指示 A:
紹介記事によると、西鉄エンジニアリングは何年何月に、何という社名で設立されたか答えなさい。
指示 B:
紹介記事のうち、「85社・1学校法人で従業員数」から「デザインの原案を描いていく。」までの部分を一字も変えずに書き写しなさい。

抽出本文:
【人物図鑑】鉄道の安全・安心な運行を下支えする技術者集団の人材育成に注力
西鉄エンジニアリング株式会社
取締役社長
永尾亮二
【ながお・りょうじ】
1965年生、福岡県出身1988年4月西日本鉄道株式会社に入社、同社電車局営業部業務課長、2012年7月筑豊電気鉄道取締役電車事業部長、2013年7月西鉄テクノサービス(現西鉄エンジニアリング)常務取締役、2015年6月西鉄ステーションサービス社長、2017年6月筑豊電気鉄道代表取締役社長を経て、2021年4月西鉄エンジニアリング株式会社社長に就任。趣味は剣道、座右の銘は「周りを、元気にしたい」。
【3Points of Key Person】
◎西鉄グループの鉄道技術者集団の会社社長として、経営のかじを取る
◎鉄道好きもあって西鉄に入社。鉄道系子会社の社長・役員を歴任
◎中学時代に始めた剣道での80歳現役を目指して鍛錬を重ねる
鉄道の安全運行を担う〝縁の下の力持ち〟技術者集団
「1年365日、運行時間内でよほどのことが無い限り、動き続けているのが、公共交通機関としての鉄道だ」
「このような鉄道の安全・安心な運行を支えているのは、人知れずの夜間作業や炎天下での野外作業に従事している社員らによる頑張りの賜物である」
85社・1学校法人で従業員数(連結)2万人弱の西鉄グループにおいて、車両をはじめ軌道や土木施設、鉄道電気・通信設備などの鉄道関連整備事業を担う西鉄エンジニアリング株式会社の永尾亮二社長は、真摯な姿勢で自社の取り組みを語る。
鉄道運行を支える、いわば〝縁の下の力持ち〟的な存在である西鉄エンジニアリングは、西鉄天神大牟田線や西鉄貝塚線、グループ企業の筑豊電鉄に加えて、九州内の公営鉄道や第三セクター、私鉄の鉄道車両整備事業も手掛けている。
1968年8月に西鉄興産株式会社として設立した同社は、2002年12月西鉄テクノサービス株式会社に改称した。
その後、2019年4月にグループ会社の鉄道技術・車両部門を統合して、西鉄エンジニアリング株式会社としてスタートし、現在に至っている。
「社員一人一人の力によって、会社の使命が果たせており、社員の成長が会社の発展につながっている」
「現在、会社を挙げて取り組んでいることの一つが、〝人財育成〟だ。〝人財育成〟は、当社にとって最も大切なことだと考えており、みんなで一緒になって取り組んでいる」と、永尾社長は朗らかな表情をみせる。
同社における具体的な取り組みとしては、専門家による支援や指導も仰ぎながら、各部署の管理職が自ら考える人材育成のグランドデザインの原案を描いていく。
そして、全社員に説明した上で意見交換や質疑応答を重ねていきながら、みんなが腹落ちするような形での〝人財育成〟の仕組みづくりを進めているところだ。

抽出エントリ:
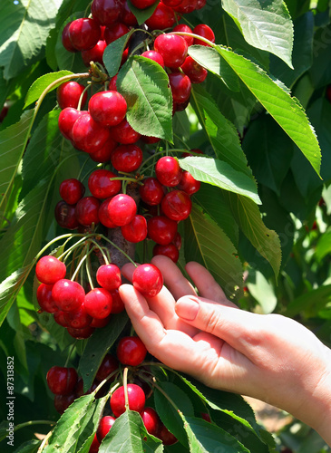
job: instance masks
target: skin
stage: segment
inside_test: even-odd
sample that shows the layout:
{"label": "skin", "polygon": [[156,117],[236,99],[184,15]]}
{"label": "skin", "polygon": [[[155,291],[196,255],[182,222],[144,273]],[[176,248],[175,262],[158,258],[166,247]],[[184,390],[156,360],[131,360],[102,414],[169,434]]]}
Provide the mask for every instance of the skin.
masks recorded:
{"label": "skin", "polygon": [[[165,284],[157,296],[120,286],[147,350],[209,387],[287,410],[331,445],[331,351],[294,320],[239,309],[198,263],[186,271],[199,295],[170,259],[159,255],[152,263]],[[122,272],[131,281],[133,270],[128,264]]]}

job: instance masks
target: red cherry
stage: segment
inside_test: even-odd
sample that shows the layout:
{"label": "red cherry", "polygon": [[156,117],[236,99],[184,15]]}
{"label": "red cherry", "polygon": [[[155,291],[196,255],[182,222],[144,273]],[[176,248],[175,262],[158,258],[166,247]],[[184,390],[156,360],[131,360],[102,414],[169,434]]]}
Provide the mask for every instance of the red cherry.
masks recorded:
{"label": "red cherry", "polygon": [[65,277],[66,267],[64,263],[55,256],[45,255],[40,258],[35,266],[35,275],[39,282],[54,284]]}
{"label": "red cherry", "polygon": [[144,264],[134,269],[132,284],[142,295],[155,297],[163,286],[163,277],[154,265]]}
{"label": "red cherry", "polygon": [[112,25],[122,13],[121,0],[93,0],[91,13],[101,25]]}
{"label": "red cherry", "polygon": [[144,56],[145,58],[149,58],[150,60],[152,60],[153,62],[156,62],[160,64],[160,66],[162,66],[164,68],[164,60],[163,57],[161,53],[155,51],[146,51],[141,53],[141,56]]}
{"label": "red cherry", "polygon": [[[202,36],[203,38],[209,39],[209,41],[211,41],[211,43],[215,43],[214,32],[211,30],[209,26],[206,25],[206,24],[199,24],[199,25],[194,27],[193,33],[195,34],[199,34],[199,36]],[[210,44],[198,38],[194,38],[194,44],[200,44],[210,47]]]}
{"label": "red cherry", "polygon": [[147,221],[143,216],[134,216],[128,225],[121,226],[124,239],[129,242],[141,242],[147,236]]}
{"label": "red cherry", "polygon": [[150,30],[165,30],[166,28],[172,28],[175,22],[176,16],[173,9],[162,3],[159,3],[154,13],[145,21],[145,24]]}
{"label": "red cherry", "polygon": [[112,354],[106,354],[101,362],[95,379],[102,382],[119,367],[119,361]]}
{"label": "red cherry", "polygon": [[102,265],[96,271],[96,280],[108,291],[117,289],[122,284],[121,270],[116,265]]}
{"label": "red cherry", "polygon": [[99,150],[111,136],[110,130],[94,121],[89,113],[81,115],[73,127],[75,146],[85,152]]}
{"label": "red cherry", "polygon": [[40,308],[46,313],[56,313],[59,311],[52,298],[53,284],[41,284],[37,289],[37,301]]}
{"label": "red cherry", "polygon": [[52,290],[52,297],[60,310],[77,310],[84,302],[85,291],[77,282],[65,278],[56,282]]}
{"label": "red cherry", "polygon": [[[77,83],[77,82],[64,82],[56,90],[56,99],[60,109],[65,109],[67,107],[72,107],[73,109],[77,109],[79,100],[83,92],[85,90],[83,85]],[[85,92],[81,106],[83,107],[87,100],[87,92]]]}
{"label": "red cherry", "polygon": [[108,45],[111,43],[113,43],[113,41],[116,41],[117,39],[121,38],[121,36],[123,36],[124,34],[126,34],[129,32],[130,32],[130,30],[125,25],[125,24],[118,22],[116,24],[112,24],[112,25],[106,27],[106,29],[104,30],[104,40]]}
{"label": "red cherry", "polygon": [[68,205],[63,200],[61,200],[56,204],[54,216],[56,222],[63,228],[73,230],[79,226],[79,223],[76,218],[75,207]]}
{"label": "red cherry", "polygon": [[192,209],[190,196],[182,190],[172,190],[164,196],[161,207],[167,217],[180,222],[185,220]]}
{"label": "red cherry", "polygon": [[135,143],[141,138],[141,134],[131,128],[126,119],[117,126],[112,127],[111,134],[114,140],[123,145]]}
{"label": "red cherry", "polygon": [[123,365],[138,366],[143,361],[147,349],[139,337],[123,337],[120,340],[116,355]]}
{"label": "red cherry", "polygon": [[103,319],[112,313],[112,299],[104,288],[94,288],[85,295],[86,313],[96,319]]}
{"label": "red cherry", "polygon": [[97,92],[89,101],[92,118],[104,127],[120,124],[125,117],[126,111],[126,101],[117,92]]}
{"label": "red cherry", "polygon": [[165,66],[170,69],[179,68],[188,54],[188,43],[179,34],[160,34],[154,42],[154,49],[163,57]]}
{"label": "red cherry", "polygon": [[165,216],[155,216],[147,221],[149,237],[162,246],[172,242],[177,233],[177,222]]}
{"label": "red cherry", "polygon": [[156,410],[153,408],[145,408],[141,416],[147,431],[152,436],[157,437],[161,427],[161,420]]}
{"label": "red cherry", "polygon": [[54,395],[68,395],[71,393],[76,383],[78,376],[74,368],[52,367],[46,376],[49,390]]}
{"label": "red cherry", "polygon": [[106,437],[106,435],[109,433],[111,430],[111,428],[115,422],[115,419],[111,415],[106,415],[102,418],[99,423],[98,429],[96,431],[96,437],[99,440],[99,442],[102,442],[103,438]]}
{"label": "red cherry", "polygon": [[[176,25],[173,29],[173,32],[193,33],[191,28],[190,28],[189,25],[186,25],[185,24],[179,24],[178,25]],[[188,46],[193,44],[193,39],[194,39],[193,36],[181,36],[181,37],[185,39],[185,41],[188,43]]]}
{"label": "red cherry", "polygon": [[68,205],[75,205],[83,197],[85,188],[81,181],[75,178],[64,179],[60,184],[60,197],[68,203]]}
{"label": "red cherry", "polygon": [[137,205],[130,195],[115,195],[108,205],[111,220],[117,226],[128,225],[137,214]]}
{"label": "red cherry", "polygon": [[122,145],[112,153],[112,167],[117,171],[131,173],[140,168],[142,162],[142,151],[137,145]]}
{"label": "red cherry", "polygon": [[119,180],[111,181],[116,175],[106,169],[93,171],[88,181],[89,189],[96,198],[108,198],[120,192],[122,184]]}
{"label": "red cherry", "polygon": [[177,263],[180,257],[180,252],[174,244],[168,244],[167,246],[156,244],[153,247],[153,256],[157,255],[164,255],[164,256],[172,259],[174,263]]}
{"label": "red cherry", "polygon": [[[145,393],[141,387],[136,384],[128,384],[129,409],[141,412],[145,406]],[[111,408],[115,417],[125,412],[124,387],[119,387],[111,396]]]}
{"label": "red cherry", "polygon": [[93,19],[83,17],[73,21],[68,29],[69,39],[77,51],[92,49],[101,35],[99,24]]}
{"label": "red cherry", "polygon": [[173,101],[177,104],[186,102],[190,96],[191,82],[190,77],[182,72],[169,74]]}
{"label": "red cherry", "polygon": [[94,47],[87,51],[83,51],[82,58],[84,65],[89,67],[91,62],[103,64],[103,52],[106,47],[107,43],[103,39],[100,39]]}
{"label": "red cherry", "polygon": [[156,178],[163,186],[172,188],[180,183],[182,169],[175,158],[164,156],[156,162],[155,174]]}

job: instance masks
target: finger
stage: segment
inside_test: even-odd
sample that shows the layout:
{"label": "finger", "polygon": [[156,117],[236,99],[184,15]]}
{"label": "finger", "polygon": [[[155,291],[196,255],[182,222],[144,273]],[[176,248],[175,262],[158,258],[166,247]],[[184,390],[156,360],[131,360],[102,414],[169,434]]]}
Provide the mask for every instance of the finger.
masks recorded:
{"label": "finger", "polygon": [[197,295],[191,284],[171,259],[158,255],[152,258],[151,262],[161,270],[164,284],[176,300],[183,295]]}
{"label": "finger", "polygon": [[219,302],[224,305],[231,307],[237,306],[227,299],[219,284],[203,265],[191,261],[186,265],[185,269],[193,280],[201,297]]}

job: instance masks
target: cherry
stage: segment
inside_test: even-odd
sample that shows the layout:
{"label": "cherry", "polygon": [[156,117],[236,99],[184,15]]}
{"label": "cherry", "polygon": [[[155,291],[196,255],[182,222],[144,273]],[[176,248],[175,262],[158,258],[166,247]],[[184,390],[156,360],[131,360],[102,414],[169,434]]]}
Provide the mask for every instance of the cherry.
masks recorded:
{"label": "cherry", "polygon": [[55,395],[54,396],[54,408],[59,414],[63,414],[71,404],[75,400],[77,395],[74,392],[69,395]]}
{"label": "cherry", "polygon": [[83,226],[99,223],[100,201],[95,197],[83,197],[76,205],[76,218]]}
{"label": "cherry", "polygon": [[163,3],[159,3],[154,13],[145,21],[145,24],[151,30],[165,30],[172,28],[175,22],[176,16],[173,9]]}
{"label": "cherry", "polygon": [[141,56],[144,56],[145,58],[148,58],[150,60],[152,60],[153,62],[158,63],[160,64],[160,66],[162,66],[162,68],[164,68],[164,60],[163,60],[163,57],[158,52],[155,52],[155,51],[146,51],[146,52],[143,52],[141,53]]}
{"label": "cherry", "polygon": [[131,128],[126,119],[121,121],[117,126],[112,127],[111,129],[111,133],[114,140],[123,145],[135,143],[141,138],[141,134]]}
{"label": "cherry", "polygon": [[111,292],[112,297],[112,313],[122,313],[125,309],[123,301],[121,299],[120,292],[118,289],[113,289]]}
{"label": "cherry", "polygon": [[159,205],[164,197],[163,186],[156,178],[147,178],[139,188],[142,201],[151,206]]}
{"label": "cherry", "polygon": [[113,24],[112,25],[107,26],[104,30],[104,40],[107,43],[107,45],[121,38],[121,36],[124,36],[127,33],[129,33],[129,28],[122,24],[122,22],[118,22]]}
{"label": "cherry", "polygon": [[105,163],[111,160],[112,152],[115,149],[118,143],[110,137],[104,143],[102,148],[97,151],[91,152],[90,158],[94,160],[94,162]]}
{"label": "cherry", "polygon": [[63,200],[61,200],[56,204],[54,216],[56,222],[63,228],[73,230],[79,226],[79,223],[76,218],[75,207],[68,205]]}
{"label": "cherry", "polygon": [[154,50],[163,57],[165,66],[177,69],[181,66],[187,57],[188,43],[179,34],[163,34],[156,38]]}
{"label": "cherry", "polygon": [[37,289],[37,301],[40,308],[46,313],[56,313],[58,308],[52,298],[53,284],[41,284]]}
{"label": "cherry", "polygon": [[197,181],[189,171],[183,171],[178,188],[184,190],[188,195],[192,195],[198,192],[200,186],[200,181]]}
{"label": "cherry", "polygon": [[73,140],[73,128],[76,120],[84,113],[73,107],[63,109],[59,115],[58,126],[62,135],[70,140]]}
{"label": "cherry", "polygon": [[164,256],[172,259],[174,263],[177,263],[180,257],[180,252],[174,244],[168,244],[167,246],[156,244],[153,247],[153,256],[157,255],[164,255]]}
{"label": "cherry", "polygon": [[188,218],[192,209],[192,202],[183,190],[172,190],[164,196],[161,207],[167,217],[179,222]]}
{"label": "cherry", "polygon": [[100,63],[103,64],[103,52],[107,47],[107,43],[103,39],[100,39],[92,49],[82,52],[83,62],[85,66],[90,66],[91,62]]}
{"label": "cherry", "polygon": [[[178,25],[176,25],[173,29],[173,32],[193,33],[191,28],[189,27],[189,25],[186,25],[185,24],[179,24]],[[193,39],[194,39],[193,36],[182,36],[182,38],[185,39],[189,47],[190,45],[193,44]]]}
{"label": "cherry", "polygon": [[68,52],[78,52],[77,49],[73,47],[69,37],[69,27],[73,21],[69,22],[63,28],[62,32],[62,43],[65,50]]}
{"label": "cherry", "polygon": [[117,226],[130,224],[137,214],[136,202],[130,195],[115,195],[109,202],[108,214]]}
{"label": "cherry", "polygon": [[95,375],[100,382],[104,381],[110,374],[115,371],[119,367],[119,361],[112,354],[106,354],[101,362],[100,367]]}
{"label": "cherry", "polygon": [[63,278],[54,284],[52,297],[60,310],[71,312],[77,310],[84,302],[85,291],[79,283]]}
{"label": "cherry", "polygon": [[118,194],[122,188],[121,181],[111,181],[111,178],[116,178],[116,175],[106,169],[97,169],[91,173],[88,186],[92,195],[96,198],[108,198]]}
{"label": "cherry", "polygon": [[66,267],[64,263],[55,256],[45,255],[40,258],[35,266],[35,275],[39,282],[54,284],[65,277]]}
{"label": "cherry", "polygon": [[147,349],[139,337],[123,337],[117,346],[116,354],[122,364],[135,367],[145,359]]}
{"label": "cherry", "polygon": [[142,295],[155,297],[163,286],[163,277],[154,265],[144,264],[134,269],[132,284]]}
{"label": "cherry", "polygon": [[[199,36],[202,36],[203,38],[209,39],[209,41],[211,41],[211,43],[215,43],[214,32],[211,30],[209,26],[206,25],[206,24],[199,24],[199,25],[194,27],[193,33],[195,34],[199,34]],[[200,44],[210,47],[210,44],[198,38],[194,38],[194,44]]]}
{"label": "cherry", "polygon": [[143,216],[134,216],[128,225],[121,226],[124,239],[129,242],[141,242],[147,236],[147,221]]}
{"label": "cherry", "polygon": [[85,152],[99,150],[110,138],[109,129],[94,121],[89,113],[81,115],[73,127],[73,140],[79,149]]}
{"label": "cherry", "polygon": [[137,145],[122,145],[112,153],[112,167],[117,171],[131,173],[140,168],[142,163],[142,151]]}
{"label": "cherry", "polygon": [[104,288],[94,288],[85,295],[85,310],[90,316],[103,319],[111,314],[112,299]]}
{"label": "cherry", "polygon": [[169,74],[173,101],[177,104],[186,102],[190,96],[191,82],[190,77],[182,72]]}
{"label": "cherry", "polygon": [[54,366],[46,376],[49,390],[54,395],[68,395],[71,393],[78,380],[77,371],[74,368]]}
{"label": "cherry", "polygon": [[100,286],[112,291],[122,284],[121,270],[116,265],[102,265],[96,271],[96,280]]}
{"label": "cherry", "polygon": [[68,205],[75,205],[83,197],[85,193],[84,185],[74,178],[64,179],[60,184],[60,197],[68,203]]}
{"label": "cherry", "polygon": [[162,246],[172,242],[177,233],[177,222],[165,216],[155,216],[147,222],[149,237]]}
{"label": "cherry", "polygon": [[112,201],[112,197],[110,197],[109,198],[102,201],[102,203],[101,204],[101,206],[99,207],[99,212],[98,212],[100,222],[107,228],[115,228],[117,226],[117,225],[115,225],[112,222],[112,220],[108,213],[108,207],[109,207],[109,204]]}
{"label": "cherry", "polygon": [[101,25],[112,25],[122,13],[121,0],[93,0],[91,13]]}
{"label": "cherry", "polygon": [[116,126],[125,117],[127,104],[117,92],[101,92],[93,94],[89,101],[92,118],[104,127]]}
{"label": "cherry", "polygon": [[[56,90],[56,99],[60,109],[65,109],[67,107],[73,107],[73,109],[77,109],[79,100],[83,92],[85,90],[83,85],[77,83],[77,82],[64,82]],[[83,107],[87,100],[87,92],[85,92],[81,106]]]}
{"label": "cherry", "polygon": [[145,408],[141,416],[147,431],[157,437],[161,428],[161,420],[156,410],[153,408]]}
{"label": "cherry", "polygon": [[101,35],[99,24],[93,19],[83,17],[73,21],[68,29],[69,39],[77,51],[92,49]]}
{"label": "cherry", "polygon": [[[141,412],[145,406],[145,393],[141,387],[136,384],[128,384],[129,409]],[[125,412],[124,386],[119,387],[111,396],[111,408],[115,417]]]}
{"label": "cherry", "polygon": [[186,57],[180,69],[190,78],[191,83],[201,83],[208,75],[207,69],[203,68],[190,56]]}
{"label": "cherry", "polygon": [[111,428],[115,422],[115,419],[114,419],[111,415],[106,415],[102,418],[98,426],[98,429],[96,431],[96,437],[99,442],[102,442],[103,438],[105,438],[106,435],[109,433]]}
{"label": "cherry", "polygon": [[163,184],[163,186],[172,188],[180,183],[182,169],[177,159],[171,156],[164,156],[156,162],[155,174],[158,180]]}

最終解答 A:
1968年8月に、西鉄興産株式会社として設立された。

最終解答 B:
85社・1学校法人で従業員数(連結)2万人弱の西鉄グループにおいて、車両をはじめ軌道や土木施設、鉄道電気・通信設備などの鉄道関連整備事業を担う西鉄エンジニアリング株式会社の永尾亮二社長は、真摯な姿勢で自社の取り組みを語る。
鉄道運行を支える、いわば〝縁の下の力持ち〟的な存在である西鉄エンジニアリングは、西鉄天神大牟田線や西鉄貝塚線、グループ企業の筑豊電鉄に加えて、九州内の公営鉄道や第三セクター、私鉄の鉄道車両整備事業も手掛けている。
1968年8月に西鉄興産株式会社として設立した同社は、2002年12月西鉄テクノサービス株式会社に改称した。
その後、2019年4月にグループ会社の鉄道技術・車両部門を統合して、西鉄エンジニアリング株式会社としてスタートし、現在に至っている。
「社員一人一人の力によって、会社の使命が果たせており、社員の成長が会社の発展につながっている」
「現在、会社を挙げて取り組んでいることの一つが、〝人財育成〟だ。〝人財育成〟は、当社にとって最も大切なことだと考えており、みんなで一緒になって取り組んでいる」と、永尾社長は朗らかな表情をみせる。
同社における具体的な取り組みとしては、専門家による支援や指導も仰ぎながら、各部署の管理職が自ら考える人材育成のグランドデザインの原案を描いていく。